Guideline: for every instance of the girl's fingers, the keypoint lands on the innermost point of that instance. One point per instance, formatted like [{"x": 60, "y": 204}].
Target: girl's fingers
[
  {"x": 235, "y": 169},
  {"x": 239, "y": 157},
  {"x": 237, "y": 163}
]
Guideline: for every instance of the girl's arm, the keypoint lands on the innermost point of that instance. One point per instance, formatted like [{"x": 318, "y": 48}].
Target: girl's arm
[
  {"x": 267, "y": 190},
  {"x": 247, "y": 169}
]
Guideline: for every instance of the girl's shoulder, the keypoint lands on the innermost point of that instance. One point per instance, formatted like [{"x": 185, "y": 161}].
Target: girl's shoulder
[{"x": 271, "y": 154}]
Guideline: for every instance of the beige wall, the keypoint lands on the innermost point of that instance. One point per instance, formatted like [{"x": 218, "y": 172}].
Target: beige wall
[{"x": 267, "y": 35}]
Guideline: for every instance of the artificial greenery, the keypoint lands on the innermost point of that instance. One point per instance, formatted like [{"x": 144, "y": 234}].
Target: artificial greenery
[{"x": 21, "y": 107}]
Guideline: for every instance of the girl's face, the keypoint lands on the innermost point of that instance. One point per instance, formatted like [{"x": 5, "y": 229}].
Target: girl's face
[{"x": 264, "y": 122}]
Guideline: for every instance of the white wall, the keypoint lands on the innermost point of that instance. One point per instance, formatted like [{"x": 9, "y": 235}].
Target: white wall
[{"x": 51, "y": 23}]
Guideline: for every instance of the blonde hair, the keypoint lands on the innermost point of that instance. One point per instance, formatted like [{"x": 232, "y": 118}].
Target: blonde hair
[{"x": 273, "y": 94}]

******************************

WORK TO COMPLETE: Your answer must be the data above, copied exactly from its first line through the line containing "Guideline: for every instance of the girl's arm, the", and nothing more.

REPLY TO THE EXERCISE:
Guideline: for every instance of the girl's fingers, the keypoint lands on the innermost point of that instance. One point per instance, formatted like [{"x": 60, "y": 204}].
Target: girl's fingers
[
  {"x": 235, "y": 169},
  {"x": 239, "y": 157},
  {"x": 237, "y": 163}
]
Guideline: for every instance of the girl's arm, the keypoint lands on the innermost point of that instance. One point per instance, formatted like [{"x": 318, "y": 48}].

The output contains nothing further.